TASK ITEM:
From the entries, copy each line that includes "shrub".

(Image-grounded pointing data)
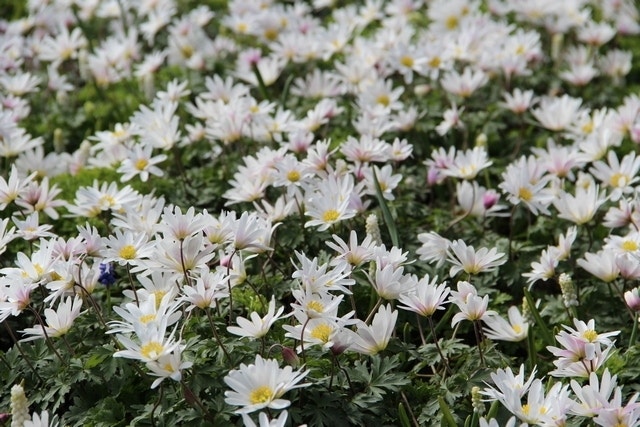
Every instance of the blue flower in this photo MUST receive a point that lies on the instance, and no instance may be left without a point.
(107, 274)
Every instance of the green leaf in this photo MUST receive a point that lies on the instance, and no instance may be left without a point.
(547, 336)
(446, 413)
(386, 213)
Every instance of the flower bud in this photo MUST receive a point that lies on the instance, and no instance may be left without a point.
(290, 357)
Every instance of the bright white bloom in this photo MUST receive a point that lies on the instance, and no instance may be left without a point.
(258, 326)
(375, 338)
(465, 258)
(426, 297)
(261, 385)
(516, 329)
(58, 322)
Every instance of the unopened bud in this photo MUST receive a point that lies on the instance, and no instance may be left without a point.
(373, 229)
(290, 357)
(476, 400)
(569, 296)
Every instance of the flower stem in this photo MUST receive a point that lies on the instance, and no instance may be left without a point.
(217, 337)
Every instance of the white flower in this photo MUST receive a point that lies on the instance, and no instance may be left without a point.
(258, 326)
(465, 258)
(261, 385)
(58, 322)
(375, 338)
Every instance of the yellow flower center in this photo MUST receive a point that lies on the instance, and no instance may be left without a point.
(629, 246)
(270, 34)
(187, 51)
(159, 295)
(407, 61)
(107, 200)
(127, 252)
(151, 350)
(590, 335)
(383, 100)
(315, 306)
(525, 194)
(260, 394)
(293, 176)
(587, 127)
(322, 332)
(618, 180)
(451, 22)
(242, 27)
(330, 215)
(141, 164)
(147, 318)
(435, 62)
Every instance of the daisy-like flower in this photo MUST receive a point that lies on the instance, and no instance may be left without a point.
(434, 248)
(518, 101)
(516, 329)
(580, 208)
(373, 339)
(127, 247)
(353, 254)
(261, 385)
(464, 84)
(263, 420)
(557, 114)
(58, 322)
(465, 258)
(582, 350)
(140, 162)
(472, 306)
(617, 175)
(258, 326)
(389, 282)
(168, 366)
(426, 297)
(594, 396)
(602, 265)
(467, 164)
(450, 120)
(328, 202)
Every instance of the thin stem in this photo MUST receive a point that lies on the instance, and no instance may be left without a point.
(435, 340)
(406, 402)
(24, 356)
(135, 293)
(373, 310)
(46, 335)
(424, 342)
(229, 286)
(156, 405)
(217, 337)
(187, 281)
(304, 327)
(476, 328)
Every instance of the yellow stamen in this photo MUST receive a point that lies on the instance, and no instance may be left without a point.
(321, 332)
(260, 394)
(141, 164)
(590, 335)
(330, 215)
(525, 194)
(127, 252)
(407, 61)
(293, 176)
(315, 306)
(151, 350)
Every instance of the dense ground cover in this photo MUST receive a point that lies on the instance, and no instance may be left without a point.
(314, 212)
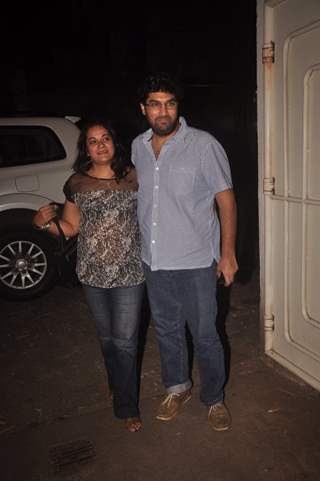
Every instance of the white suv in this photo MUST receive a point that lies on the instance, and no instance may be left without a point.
(36, 158)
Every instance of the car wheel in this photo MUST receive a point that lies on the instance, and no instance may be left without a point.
(27, 264)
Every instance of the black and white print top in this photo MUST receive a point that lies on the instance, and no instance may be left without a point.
(108, 249)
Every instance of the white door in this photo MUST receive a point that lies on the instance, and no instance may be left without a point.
(290, 206)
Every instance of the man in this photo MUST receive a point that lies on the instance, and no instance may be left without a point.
(182, 173)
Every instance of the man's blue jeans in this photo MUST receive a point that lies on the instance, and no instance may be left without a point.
(187, 296)
(117, 313)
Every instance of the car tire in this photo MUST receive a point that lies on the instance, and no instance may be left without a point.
(27, 263)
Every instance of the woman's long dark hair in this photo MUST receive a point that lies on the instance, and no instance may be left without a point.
(119, 162)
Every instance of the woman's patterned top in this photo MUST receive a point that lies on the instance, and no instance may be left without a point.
(108, 250)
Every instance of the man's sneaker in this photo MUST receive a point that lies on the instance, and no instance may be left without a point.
(219, 417)
(172, 404)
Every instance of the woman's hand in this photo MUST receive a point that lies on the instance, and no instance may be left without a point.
(44, 215)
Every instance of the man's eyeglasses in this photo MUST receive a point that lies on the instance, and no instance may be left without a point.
(156, 105)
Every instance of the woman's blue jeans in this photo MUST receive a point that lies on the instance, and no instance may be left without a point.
(177, 298)
(117, 313)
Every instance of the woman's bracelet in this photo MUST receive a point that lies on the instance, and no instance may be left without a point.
(45, 226)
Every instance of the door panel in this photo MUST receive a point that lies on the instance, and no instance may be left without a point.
(294, 223)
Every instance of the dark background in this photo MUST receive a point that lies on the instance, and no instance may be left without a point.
(84, 57)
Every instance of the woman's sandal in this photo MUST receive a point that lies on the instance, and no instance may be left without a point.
(133, 425)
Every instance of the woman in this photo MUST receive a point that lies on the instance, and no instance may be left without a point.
(100, 207)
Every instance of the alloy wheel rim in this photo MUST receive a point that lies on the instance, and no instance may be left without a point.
(23, 265)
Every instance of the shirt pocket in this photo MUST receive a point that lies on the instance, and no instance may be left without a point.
(181, 180)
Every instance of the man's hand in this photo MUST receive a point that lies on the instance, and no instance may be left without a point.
(227, 266)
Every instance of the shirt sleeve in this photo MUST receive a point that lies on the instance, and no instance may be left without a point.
(67, 192)
(215, 167)
(133, 152)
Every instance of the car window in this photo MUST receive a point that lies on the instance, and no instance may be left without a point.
(28, 145)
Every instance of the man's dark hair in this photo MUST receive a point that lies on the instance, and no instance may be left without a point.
(82, 163)
(160, 82)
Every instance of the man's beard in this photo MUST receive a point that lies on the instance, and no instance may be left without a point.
(165, 129)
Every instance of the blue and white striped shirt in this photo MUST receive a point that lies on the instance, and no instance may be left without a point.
(176, 209)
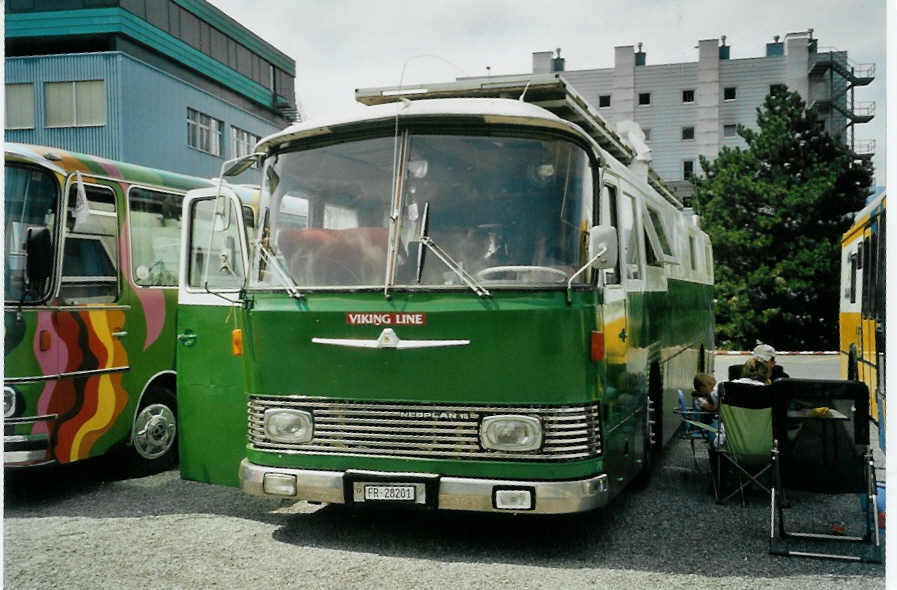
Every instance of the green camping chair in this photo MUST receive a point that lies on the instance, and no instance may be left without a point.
(821, 446)
(743, 447)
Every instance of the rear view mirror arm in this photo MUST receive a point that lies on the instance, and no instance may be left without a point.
(601, 252)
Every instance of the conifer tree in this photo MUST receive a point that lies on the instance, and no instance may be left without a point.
(775, 212)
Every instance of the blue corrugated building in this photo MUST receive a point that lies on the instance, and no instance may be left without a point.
(172, 84)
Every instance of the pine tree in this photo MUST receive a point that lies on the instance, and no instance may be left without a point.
(775, 213)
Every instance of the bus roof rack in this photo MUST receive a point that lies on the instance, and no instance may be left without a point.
(549, 91)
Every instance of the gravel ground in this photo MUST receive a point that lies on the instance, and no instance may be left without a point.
(68, 528)
(81, 526)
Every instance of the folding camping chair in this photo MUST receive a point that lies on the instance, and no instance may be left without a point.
(696, 426)
(821, 446)
(744, 444)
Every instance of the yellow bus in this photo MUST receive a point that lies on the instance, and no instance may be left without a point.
(862, 309)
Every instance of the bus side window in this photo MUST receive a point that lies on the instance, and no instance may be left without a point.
(692, 255)
(222, 266)
(868, 275)
(90, 251)
(631, 238)
(155, 220)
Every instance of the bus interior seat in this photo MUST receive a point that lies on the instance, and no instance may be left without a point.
(355, 256)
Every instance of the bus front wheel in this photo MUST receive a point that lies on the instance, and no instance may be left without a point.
(154, 434)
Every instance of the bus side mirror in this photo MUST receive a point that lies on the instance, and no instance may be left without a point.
(39, 252)
(603, 247)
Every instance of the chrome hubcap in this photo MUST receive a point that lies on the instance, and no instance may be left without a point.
(154, 431)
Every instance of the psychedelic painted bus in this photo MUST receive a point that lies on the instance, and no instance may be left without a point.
(90, 285)
(862, 309)
(460, 304)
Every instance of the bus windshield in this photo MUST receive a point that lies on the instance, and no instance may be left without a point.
(509, 211)
(32, 200)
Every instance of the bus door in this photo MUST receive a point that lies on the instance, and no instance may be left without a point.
(89, 325)
(623, 432)
(31, 356)
(211, 392)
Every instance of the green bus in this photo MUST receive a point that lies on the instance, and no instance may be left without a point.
(458, 304)
(92, 250)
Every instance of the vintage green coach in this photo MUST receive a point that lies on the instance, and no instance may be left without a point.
(90, 294)
(455, 304)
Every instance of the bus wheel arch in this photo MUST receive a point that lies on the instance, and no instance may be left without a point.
(153, 440)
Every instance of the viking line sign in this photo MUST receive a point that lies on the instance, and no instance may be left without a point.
(386, 319)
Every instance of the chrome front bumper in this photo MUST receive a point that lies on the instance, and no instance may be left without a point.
(27, 450)
(453, 493)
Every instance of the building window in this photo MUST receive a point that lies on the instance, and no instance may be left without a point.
(242, 143)
(20, 106)
(204, 132)
(75, 104)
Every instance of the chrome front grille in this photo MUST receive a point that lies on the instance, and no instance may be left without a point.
(432, 431)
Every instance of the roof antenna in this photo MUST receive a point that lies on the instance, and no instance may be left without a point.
(525, 88)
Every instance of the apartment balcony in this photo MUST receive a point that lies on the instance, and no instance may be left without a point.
(856, 74)
(864, 149)
(862, 112)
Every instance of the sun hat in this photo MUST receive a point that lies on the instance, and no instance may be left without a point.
(764, 352)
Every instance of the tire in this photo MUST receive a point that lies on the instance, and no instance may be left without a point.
(154, 444)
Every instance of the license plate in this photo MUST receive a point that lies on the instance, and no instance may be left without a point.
(390, 493)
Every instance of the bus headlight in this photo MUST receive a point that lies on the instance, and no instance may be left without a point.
(289, 426)
(9, 401)
(511, 433)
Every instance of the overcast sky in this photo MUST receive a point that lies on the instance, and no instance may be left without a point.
(341, 45)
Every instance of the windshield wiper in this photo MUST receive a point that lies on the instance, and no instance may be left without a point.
(442, 255)
(273, 261)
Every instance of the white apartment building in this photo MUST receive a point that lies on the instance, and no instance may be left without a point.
(693, 109)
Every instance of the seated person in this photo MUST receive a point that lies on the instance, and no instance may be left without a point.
(704, 396)
(767, 354)
(755, 372)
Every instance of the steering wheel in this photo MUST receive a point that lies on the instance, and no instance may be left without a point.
(482, 274)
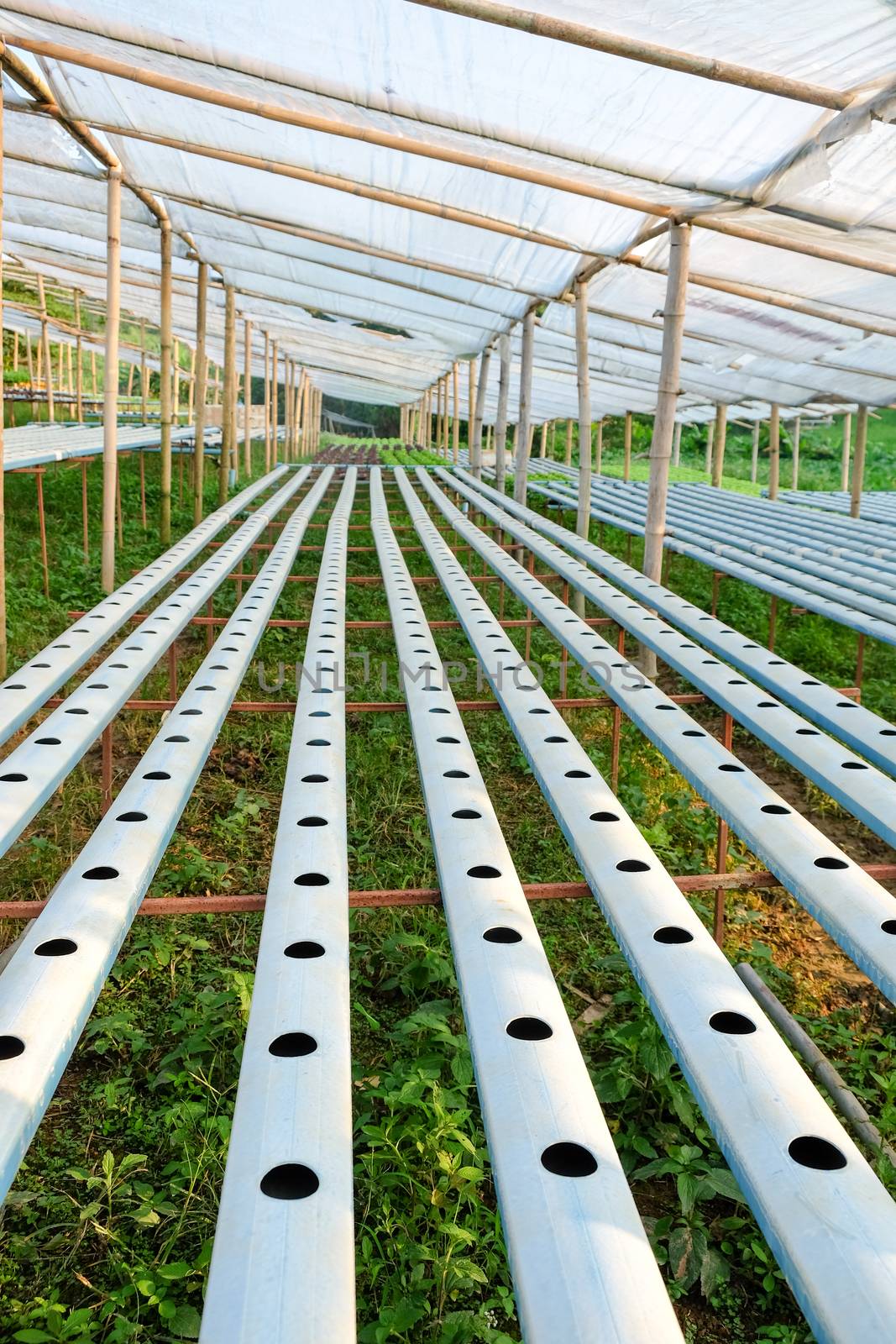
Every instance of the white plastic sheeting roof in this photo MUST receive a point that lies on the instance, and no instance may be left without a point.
(312, 230)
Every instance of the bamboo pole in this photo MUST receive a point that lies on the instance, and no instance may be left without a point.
(164, 387)
(268, 463)
(626, 448)
(859, 463)
(144, 373)
(754, 456)
(719, 456)
(479, 412)
(80, 381)
(844, 459)
(248, 396)
(774, 452)
(521, 465)
(45, 347)
(500, 423)
(110, 381)
(456, 418)
(230, 358)
(4, 651)
(667, 400)
(202, 389)
(584, 512)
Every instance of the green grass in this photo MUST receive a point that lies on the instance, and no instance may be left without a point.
(107, 1233)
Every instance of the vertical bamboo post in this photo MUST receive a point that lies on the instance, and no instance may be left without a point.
(626, 448)
(500, 423)
(719, 456)
(164, 387)
(859, 463)
(199, 398)
(175, 382)
(144, 374)
(479, 412)
(711, 437)
(844, 460)
(248, 396)
(110, 381)
(80, 382)
(456, 418)
(45, 347)
(754, 456)
(226, 420)
(275, 401)
(667, 398)
(774, 452)
(521, 464)
(4, 652)
(266, 402)
(584, 512)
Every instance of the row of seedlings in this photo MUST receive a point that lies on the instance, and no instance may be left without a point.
(579, 1258)
(284, 1260)
(63, 958)
(27, 689)
(824, 705)
(817, 1200)
(39, 764)
(855, 909)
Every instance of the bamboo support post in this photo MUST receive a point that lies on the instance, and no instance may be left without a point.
(45, 349)
(859, 463)
(521, 464)
(667, 400)
(844, 459)
(164, 389)
(719, 452)
(199, 398)
(226, 429)
(110, 381)
(774, 452)
(248, 396)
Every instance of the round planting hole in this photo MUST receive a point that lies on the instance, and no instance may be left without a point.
(528, 1028)
(500, 933)
(55, 948)
(732, 1023)
(812, 1151)
(289, 1180)
(569, 1160)
(291, 1045)
(672, 934)
(304, 951)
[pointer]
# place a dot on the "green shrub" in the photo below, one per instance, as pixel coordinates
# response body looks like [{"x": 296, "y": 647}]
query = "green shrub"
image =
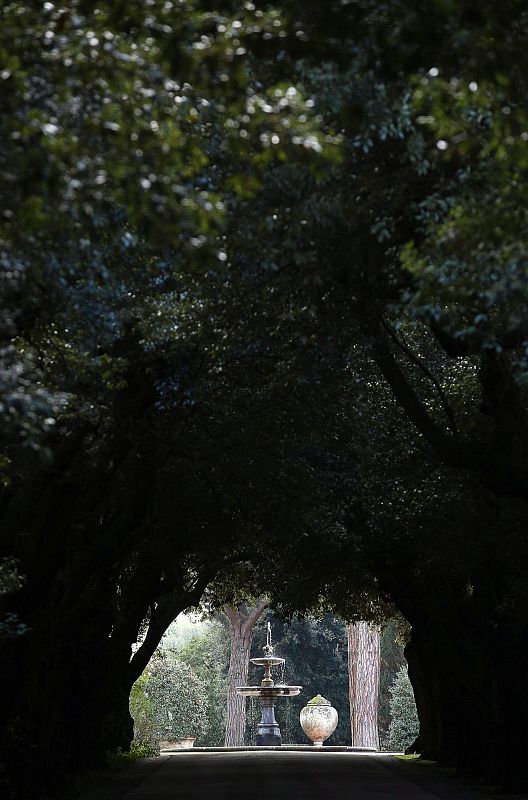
[{"x": 404, "y": 725}]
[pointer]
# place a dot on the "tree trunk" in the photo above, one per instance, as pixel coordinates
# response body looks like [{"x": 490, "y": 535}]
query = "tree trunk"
[
  {"x": 363, "y": 683},
  {"x": 242, "y": 620}
]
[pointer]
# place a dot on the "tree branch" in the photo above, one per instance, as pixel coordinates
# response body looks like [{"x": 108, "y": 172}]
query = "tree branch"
[{"x": 426, "y": 371}]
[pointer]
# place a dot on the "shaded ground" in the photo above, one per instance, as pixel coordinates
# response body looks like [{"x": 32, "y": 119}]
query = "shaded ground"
[{"x": 281, "y": 775}]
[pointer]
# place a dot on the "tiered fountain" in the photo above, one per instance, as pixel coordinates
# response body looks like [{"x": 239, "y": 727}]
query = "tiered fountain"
[{"x": 268, "y": 731}]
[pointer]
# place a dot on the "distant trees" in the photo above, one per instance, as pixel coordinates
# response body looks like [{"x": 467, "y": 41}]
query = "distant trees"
[{"x": 177, "y": 698}]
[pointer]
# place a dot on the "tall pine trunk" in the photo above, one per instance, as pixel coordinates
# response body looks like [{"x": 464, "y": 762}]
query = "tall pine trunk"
[
  {"x": 242, "y": 620},
  {"x": 363, "y": 683}
]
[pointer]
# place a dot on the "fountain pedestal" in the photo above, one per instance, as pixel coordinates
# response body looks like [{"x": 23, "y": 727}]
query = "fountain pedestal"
[{"x": 268, "y": 731}]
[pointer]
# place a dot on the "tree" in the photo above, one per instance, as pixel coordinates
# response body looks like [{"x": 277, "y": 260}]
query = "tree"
[
  {"x": 404, "y": 723},
  {"x": 364, "y": 677},
  {"x": 178, "y": 397},
  {"x": 241, "y": 623}
]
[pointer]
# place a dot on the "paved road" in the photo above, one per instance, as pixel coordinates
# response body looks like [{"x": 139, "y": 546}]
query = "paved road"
[{"x": 275, "y": 776}]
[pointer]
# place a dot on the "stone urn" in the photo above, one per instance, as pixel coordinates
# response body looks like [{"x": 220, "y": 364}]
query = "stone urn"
[{"x": 318, "y": 720}]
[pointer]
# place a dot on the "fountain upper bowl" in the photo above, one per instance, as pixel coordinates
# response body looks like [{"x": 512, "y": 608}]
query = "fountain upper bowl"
[{"x": 264, "y": 661}]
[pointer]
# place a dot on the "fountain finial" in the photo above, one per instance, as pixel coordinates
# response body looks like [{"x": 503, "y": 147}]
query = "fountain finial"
[{"x": 268, "y": 647}]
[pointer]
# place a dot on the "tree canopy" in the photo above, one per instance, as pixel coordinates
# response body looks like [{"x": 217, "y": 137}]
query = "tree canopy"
[{"x": 264, "y": 330}]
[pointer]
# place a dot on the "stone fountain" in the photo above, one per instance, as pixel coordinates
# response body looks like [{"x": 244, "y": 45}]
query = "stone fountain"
[{"x": 268, "y": 731}]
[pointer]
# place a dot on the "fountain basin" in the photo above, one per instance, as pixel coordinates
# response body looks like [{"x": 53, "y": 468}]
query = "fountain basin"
[
  {"x": 265, "y": 661},
  {"x": 268, "y": 691}
]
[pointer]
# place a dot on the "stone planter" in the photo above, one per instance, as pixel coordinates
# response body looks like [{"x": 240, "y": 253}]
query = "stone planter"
[
  {"x": 318, "y": 721},
  {"x": 177, "y": 744}
]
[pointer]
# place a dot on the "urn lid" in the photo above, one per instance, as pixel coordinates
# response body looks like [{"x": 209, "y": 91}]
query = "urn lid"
[{"x": 319, "y": 700}]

ANSWER BOX:
# place a dot on the "green shrub" in the photo below, one per instance, as pixel coordinates
query = "green shrub"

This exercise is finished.